■ TEXT TO READ:
Some of the modernist innovators of the early part of the century—T.
S. Eliot, William Faulkner—were properly honored in their seniority.
No committee can be expected to please everybody, not even all its own
members, and for every onlooker who tut-tuts over the omission of Graham
Greene, there is another of the view that he was just a writer of elevated
thrillers (and yet another who has never read Greene but holds the strongest
views of all). One thing on which opinion appears to be united, however,
is that the early choices of the Swedish Academy were eccentric, and
none more so than the first.
The 1901 award to the French "Parnassian" poet Sully Prudhomme caused
embarrassment in the Swedish literary world even at the time. The Parnassians
were a loosely constituted group, active in Paris from the 1860s onwards,
who addressed exotic, non-political themes in strictly formal verse.
One of their leading practitioners has been light-heartedly praised
(by Rimbaud's most recent biographer, Graham Robb) for writing "beautifully
calculated poems of…a haunting dullness." Forty-two authors and
artists signed an open letter denouncing the choice of Sully Prudhomme
and protesting the neglect of Tolstoy, still alive and writing—nothing
if not idealistically—on his estate at Yasnaya Polyana. The Academy
defended itself by saying that Tolstoy could not have been awarded the
prize since he had not been nominated by an official body, as was the
requirement. Anders Osterling, a former permanent secretary, has explained
that Sully Prudhomme, on the other hand, "had been proposed by a large
number of prominent members of the French Academy, and to follow their
advice was apparently regarded as a matter of courtesy." As one Academy
curtsied before another, therefore, literary history began one of its
extended jokes: the first twenty years of the Nobel Prize. Had the great
wave of nineteenth-century French poetry, bearing Baudelaire, Verlaine,
Rimbaud, Mallarmé, and Laforgue, survived into the next, as conceivably
it might have done, it is unlikely that any of them would have been
chosen before the Parnassian Sully Prudhomm (it was at a recital by
leading Parnassians in Paris that Rimbaud raucously added "Merde!" to
the end of every line). Nobel required his literature to spout an improving
message.
The Swedish Academy had the opportunity to set matters right by awarding
the prize to Tolstoy in 1902, by which time he had been nominated in
due form. But the Academy's eminence, Carl af Wirsen, who dominated
the prize in its first years, would not lose face. He issued a statement
in which, speaking on the behalf of the Academy, he criticized Tolstoy
for having "condemned all forms of civilization," adding "one feels
dubious." The 1902 Nobel went to the German historian Theodor Mommsen
instead.

Photo object pointing records:
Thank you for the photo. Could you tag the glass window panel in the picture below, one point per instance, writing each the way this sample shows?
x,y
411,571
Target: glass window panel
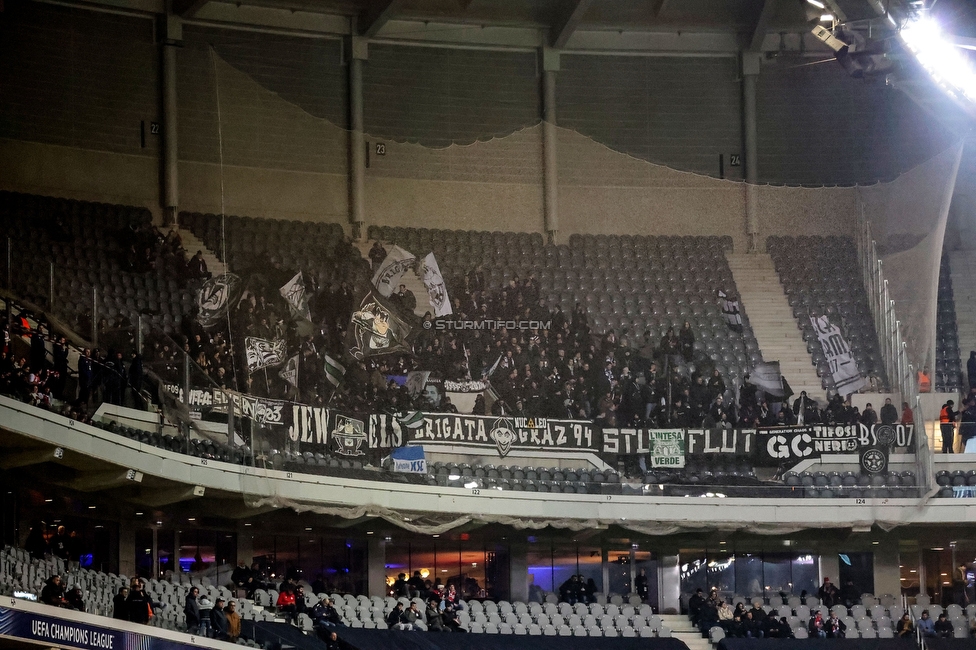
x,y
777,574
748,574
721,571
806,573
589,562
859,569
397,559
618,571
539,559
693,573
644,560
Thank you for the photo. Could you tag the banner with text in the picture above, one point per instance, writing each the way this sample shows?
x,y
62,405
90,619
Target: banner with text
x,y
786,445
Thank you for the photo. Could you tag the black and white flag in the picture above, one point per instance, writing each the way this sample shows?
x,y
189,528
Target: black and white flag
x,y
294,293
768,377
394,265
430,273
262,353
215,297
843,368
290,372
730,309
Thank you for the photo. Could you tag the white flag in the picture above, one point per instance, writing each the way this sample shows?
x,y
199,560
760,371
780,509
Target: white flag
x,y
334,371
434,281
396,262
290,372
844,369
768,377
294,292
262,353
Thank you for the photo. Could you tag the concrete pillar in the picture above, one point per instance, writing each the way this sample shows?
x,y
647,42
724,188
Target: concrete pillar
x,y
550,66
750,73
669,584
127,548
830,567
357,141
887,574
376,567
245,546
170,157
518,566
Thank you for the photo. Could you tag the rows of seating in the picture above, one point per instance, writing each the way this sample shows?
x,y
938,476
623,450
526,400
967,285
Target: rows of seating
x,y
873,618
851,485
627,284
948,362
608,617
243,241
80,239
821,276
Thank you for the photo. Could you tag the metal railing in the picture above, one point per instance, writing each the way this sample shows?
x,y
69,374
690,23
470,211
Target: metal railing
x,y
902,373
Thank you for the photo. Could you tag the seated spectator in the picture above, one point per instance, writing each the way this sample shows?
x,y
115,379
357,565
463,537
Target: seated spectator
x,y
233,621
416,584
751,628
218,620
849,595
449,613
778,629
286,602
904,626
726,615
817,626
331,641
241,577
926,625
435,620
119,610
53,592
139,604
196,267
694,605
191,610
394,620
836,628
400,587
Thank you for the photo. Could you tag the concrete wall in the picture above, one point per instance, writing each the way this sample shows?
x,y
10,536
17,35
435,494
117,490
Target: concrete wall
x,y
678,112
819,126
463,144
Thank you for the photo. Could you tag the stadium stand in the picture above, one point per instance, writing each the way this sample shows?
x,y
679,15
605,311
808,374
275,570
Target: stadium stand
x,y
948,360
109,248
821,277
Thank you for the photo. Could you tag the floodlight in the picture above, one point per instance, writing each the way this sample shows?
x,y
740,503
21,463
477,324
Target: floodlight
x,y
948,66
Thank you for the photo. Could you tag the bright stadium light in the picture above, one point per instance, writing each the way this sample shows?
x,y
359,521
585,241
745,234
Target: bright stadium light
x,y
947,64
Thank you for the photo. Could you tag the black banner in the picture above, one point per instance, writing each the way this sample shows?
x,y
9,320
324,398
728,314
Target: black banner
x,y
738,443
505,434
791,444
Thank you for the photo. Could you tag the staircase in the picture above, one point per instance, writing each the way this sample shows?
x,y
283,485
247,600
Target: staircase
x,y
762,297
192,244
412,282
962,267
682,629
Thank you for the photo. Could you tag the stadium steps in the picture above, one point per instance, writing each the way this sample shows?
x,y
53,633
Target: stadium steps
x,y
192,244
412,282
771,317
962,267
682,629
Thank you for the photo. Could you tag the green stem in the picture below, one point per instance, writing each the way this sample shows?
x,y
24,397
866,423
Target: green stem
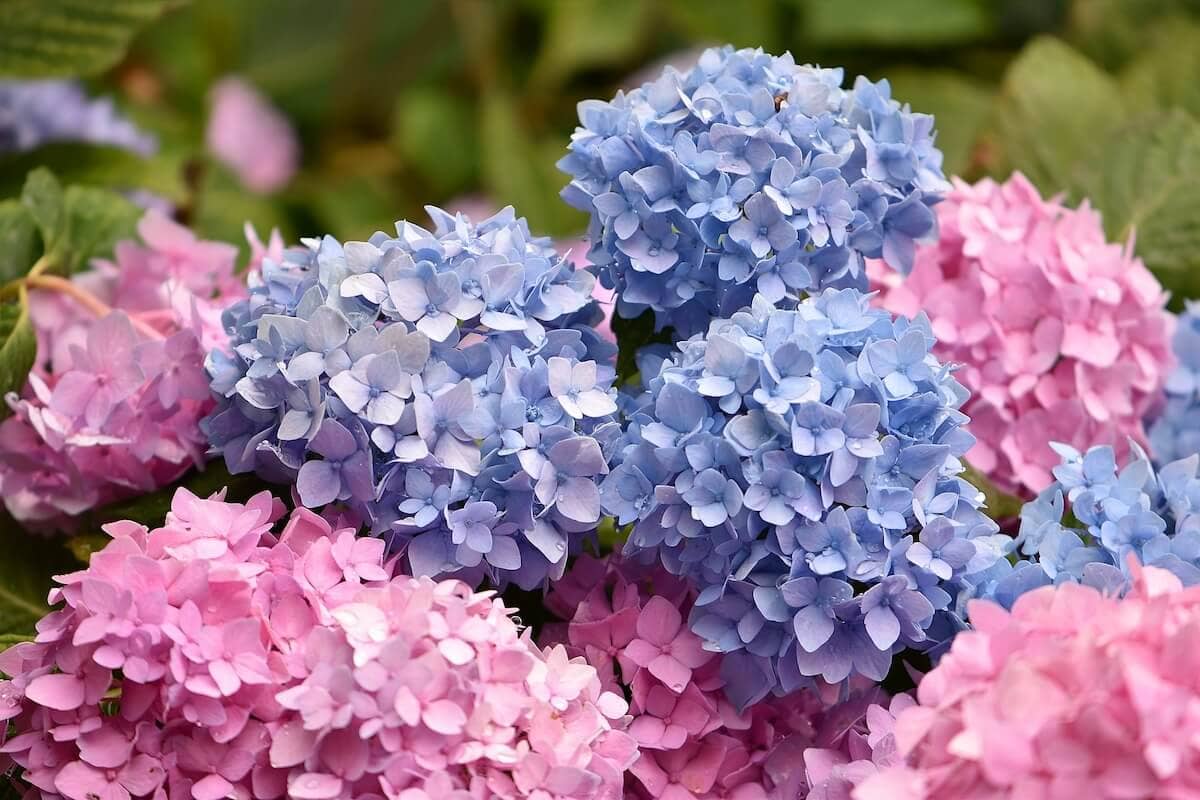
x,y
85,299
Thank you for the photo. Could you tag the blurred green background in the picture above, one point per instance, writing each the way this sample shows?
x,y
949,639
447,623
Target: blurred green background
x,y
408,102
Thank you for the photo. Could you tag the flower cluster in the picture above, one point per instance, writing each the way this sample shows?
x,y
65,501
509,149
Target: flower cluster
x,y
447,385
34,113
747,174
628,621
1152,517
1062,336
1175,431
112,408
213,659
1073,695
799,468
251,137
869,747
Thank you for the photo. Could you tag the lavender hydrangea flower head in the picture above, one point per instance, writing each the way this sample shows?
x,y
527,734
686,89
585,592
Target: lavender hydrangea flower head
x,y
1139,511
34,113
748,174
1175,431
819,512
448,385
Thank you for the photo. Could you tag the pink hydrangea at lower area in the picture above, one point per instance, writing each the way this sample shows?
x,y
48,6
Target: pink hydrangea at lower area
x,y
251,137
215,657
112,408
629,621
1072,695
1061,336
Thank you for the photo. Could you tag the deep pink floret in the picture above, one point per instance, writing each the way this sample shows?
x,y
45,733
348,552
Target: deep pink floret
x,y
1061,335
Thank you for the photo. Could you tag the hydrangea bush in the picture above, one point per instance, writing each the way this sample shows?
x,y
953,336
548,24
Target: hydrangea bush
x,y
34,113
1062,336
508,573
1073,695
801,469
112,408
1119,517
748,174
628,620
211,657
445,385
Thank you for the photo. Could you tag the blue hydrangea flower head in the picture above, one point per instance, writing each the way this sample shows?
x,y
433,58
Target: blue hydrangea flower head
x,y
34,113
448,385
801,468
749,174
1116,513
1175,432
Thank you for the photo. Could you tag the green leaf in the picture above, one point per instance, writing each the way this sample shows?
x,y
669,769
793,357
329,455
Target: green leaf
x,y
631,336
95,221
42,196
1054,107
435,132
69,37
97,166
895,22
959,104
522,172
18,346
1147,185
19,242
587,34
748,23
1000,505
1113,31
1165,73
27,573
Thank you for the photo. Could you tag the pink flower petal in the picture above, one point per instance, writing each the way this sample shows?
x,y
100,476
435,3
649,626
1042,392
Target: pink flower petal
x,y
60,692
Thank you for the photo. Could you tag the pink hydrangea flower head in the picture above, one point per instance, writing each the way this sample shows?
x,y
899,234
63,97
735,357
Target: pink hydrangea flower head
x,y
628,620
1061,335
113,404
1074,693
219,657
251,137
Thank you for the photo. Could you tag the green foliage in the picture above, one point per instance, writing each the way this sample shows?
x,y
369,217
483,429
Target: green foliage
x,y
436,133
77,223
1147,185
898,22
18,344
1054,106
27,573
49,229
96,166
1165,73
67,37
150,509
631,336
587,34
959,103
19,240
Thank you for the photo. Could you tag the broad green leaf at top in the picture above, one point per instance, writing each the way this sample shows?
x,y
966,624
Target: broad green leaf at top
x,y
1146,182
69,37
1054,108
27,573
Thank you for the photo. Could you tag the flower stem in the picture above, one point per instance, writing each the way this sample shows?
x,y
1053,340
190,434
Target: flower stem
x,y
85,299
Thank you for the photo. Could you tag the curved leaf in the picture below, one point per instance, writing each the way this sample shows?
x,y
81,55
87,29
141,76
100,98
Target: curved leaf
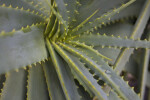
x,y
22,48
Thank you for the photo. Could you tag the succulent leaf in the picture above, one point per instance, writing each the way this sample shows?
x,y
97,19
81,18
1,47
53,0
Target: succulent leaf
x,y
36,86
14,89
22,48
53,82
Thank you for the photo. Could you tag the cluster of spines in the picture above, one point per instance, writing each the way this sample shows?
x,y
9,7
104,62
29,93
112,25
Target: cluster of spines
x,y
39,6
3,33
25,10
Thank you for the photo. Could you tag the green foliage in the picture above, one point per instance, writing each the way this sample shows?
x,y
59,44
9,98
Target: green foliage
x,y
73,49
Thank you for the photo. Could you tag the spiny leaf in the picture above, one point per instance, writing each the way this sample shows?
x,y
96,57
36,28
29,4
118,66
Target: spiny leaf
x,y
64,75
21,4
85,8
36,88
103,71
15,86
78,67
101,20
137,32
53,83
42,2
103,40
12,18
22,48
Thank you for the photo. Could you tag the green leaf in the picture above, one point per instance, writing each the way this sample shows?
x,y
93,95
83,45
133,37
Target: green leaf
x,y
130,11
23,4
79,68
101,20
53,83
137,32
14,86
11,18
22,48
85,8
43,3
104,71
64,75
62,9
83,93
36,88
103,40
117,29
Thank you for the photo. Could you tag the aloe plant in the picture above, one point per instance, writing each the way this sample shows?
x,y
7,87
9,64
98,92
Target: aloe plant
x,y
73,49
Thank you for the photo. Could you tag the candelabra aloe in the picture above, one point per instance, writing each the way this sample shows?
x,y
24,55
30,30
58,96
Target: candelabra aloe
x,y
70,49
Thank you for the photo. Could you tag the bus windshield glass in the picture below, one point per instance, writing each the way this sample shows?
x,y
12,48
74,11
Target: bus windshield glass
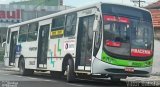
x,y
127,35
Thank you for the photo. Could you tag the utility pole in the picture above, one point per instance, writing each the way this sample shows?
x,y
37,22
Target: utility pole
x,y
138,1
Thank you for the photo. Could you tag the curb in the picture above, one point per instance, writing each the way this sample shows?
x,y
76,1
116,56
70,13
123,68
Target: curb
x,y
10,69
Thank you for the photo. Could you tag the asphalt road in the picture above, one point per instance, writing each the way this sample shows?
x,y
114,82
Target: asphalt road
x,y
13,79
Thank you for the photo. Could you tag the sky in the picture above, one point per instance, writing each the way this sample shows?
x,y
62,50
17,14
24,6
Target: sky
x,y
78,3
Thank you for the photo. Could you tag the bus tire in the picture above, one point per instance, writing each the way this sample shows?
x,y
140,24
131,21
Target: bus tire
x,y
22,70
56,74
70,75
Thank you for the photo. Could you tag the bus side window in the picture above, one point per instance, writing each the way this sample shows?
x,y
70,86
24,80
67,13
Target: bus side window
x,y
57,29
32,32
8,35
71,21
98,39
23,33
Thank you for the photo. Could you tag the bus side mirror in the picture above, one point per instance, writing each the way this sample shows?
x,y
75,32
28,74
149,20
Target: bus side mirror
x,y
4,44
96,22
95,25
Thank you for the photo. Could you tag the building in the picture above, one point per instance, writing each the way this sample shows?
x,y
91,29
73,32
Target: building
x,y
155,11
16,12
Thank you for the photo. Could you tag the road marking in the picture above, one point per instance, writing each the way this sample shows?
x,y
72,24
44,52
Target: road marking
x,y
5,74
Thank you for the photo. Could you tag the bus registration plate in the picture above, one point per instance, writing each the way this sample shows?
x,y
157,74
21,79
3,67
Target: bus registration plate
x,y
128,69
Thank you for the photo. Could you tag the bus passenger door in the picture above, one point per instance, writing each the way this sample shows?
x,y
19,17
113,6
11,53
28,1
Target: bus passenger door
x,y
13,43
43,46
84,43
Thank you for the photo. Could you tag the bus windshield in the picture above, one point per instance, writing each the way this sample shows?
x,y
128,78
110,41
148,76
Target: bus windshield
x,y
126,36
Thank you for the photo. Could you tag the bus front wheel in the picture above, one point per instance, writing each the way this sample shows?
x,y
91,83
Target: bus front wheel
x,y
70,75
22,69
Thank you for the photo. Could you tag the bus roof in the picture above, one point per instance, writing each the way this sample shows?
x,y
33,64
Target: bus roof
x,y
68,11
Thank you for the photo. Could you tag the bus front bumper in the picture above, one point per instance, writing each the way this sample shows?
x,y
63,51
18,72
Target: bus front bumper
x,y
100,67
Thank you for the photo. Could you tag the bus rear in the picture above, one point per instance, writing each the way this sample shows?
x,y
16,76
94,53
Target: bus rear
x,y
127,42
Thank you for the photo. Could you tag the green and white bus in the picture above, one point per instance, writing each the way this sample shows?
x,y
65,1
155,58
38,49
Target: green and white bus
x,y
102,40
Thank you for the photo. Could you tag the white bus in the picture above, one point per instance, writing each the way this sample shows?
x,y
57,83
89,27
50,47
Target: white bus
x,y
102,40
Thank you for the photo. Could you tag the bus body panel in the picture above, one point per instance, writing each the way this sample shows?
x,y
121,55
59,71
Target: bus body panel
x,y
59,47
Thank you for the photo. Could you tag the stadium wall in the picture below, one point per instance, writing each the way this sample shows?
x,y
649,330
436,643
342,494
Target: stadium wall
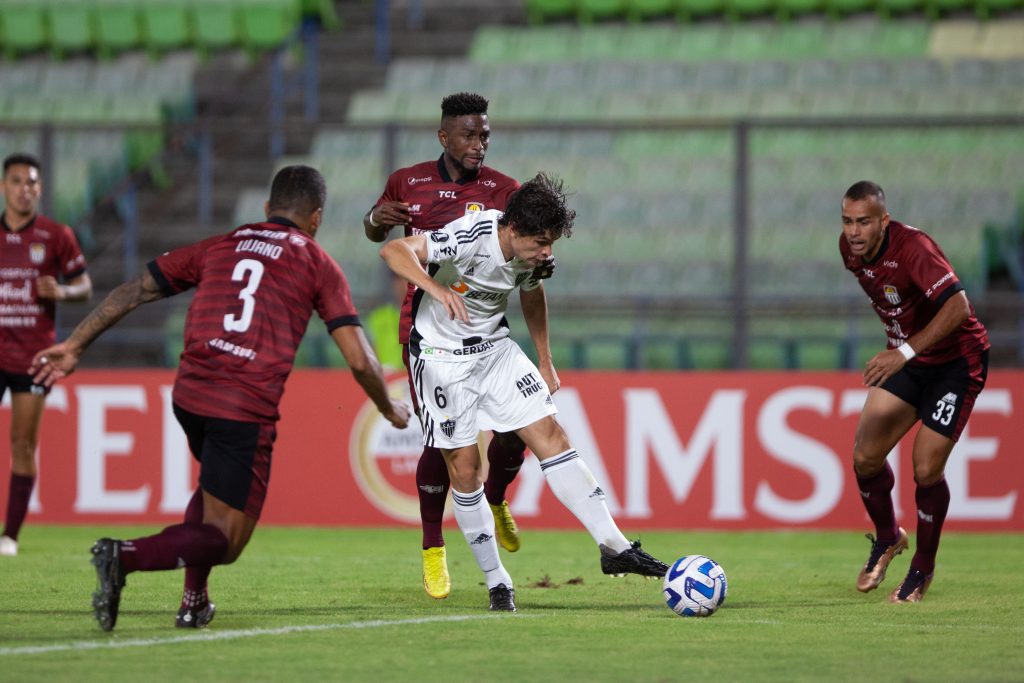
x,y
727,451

■ REQUESTS:
(1) Using the passage on the early Nobel Prize in Literature, decide whether each statement agrees with it: (a) The 1901 prize went to the French poet Sully Prudhomme. (b) Tolstoy received the prize in 1902. (c) Forty-two authors and artists signed an open letter against the choice of Sully Prudhomme.
(2) Reproduce the part of the passage on the early Nobel Prize in Literature that opens with the words containing "Some of the" and closes with "than the first.".
(3) According to the passage on the early Nobel Prize in Literature, what reason did the Academy give for not awarding Tolstoy the 1901 prize?

■ SOLUTIONS BY TASK:
(1)
(a) Yes: "The 1901 award to the French "Parnassian" poet Sully Prudhomme caused embarrassment in the Swedish literary world even at the time."
(b) No: "The 1902 Nobel went to the German historian Theodor Mommsen instead."
(c) Yes: "Forty-two authors and artists signed an open letter denouncing the choice of Sully Prudhomme"

(2)
Some of the modernist innovators of the early part of the century—T.
S. Eliot, William Faulkner—were properly honored in their seniority.
No committee can be expected to please everybody, not even all its own
members, and for every onlooker who tut-tuts over the omission of Graham
Greene, there is another of the view that he was just a writer of elevated
thrillers (and yet another who has never read Greene but holds the strongest
views of all). One thing on which opinion appears to be united, however,
is that the early choices of the Swedish Academy were eccentric, and
none more so than the first.

(3) Tolstoy had not been nominated by an official body, as was the requirement.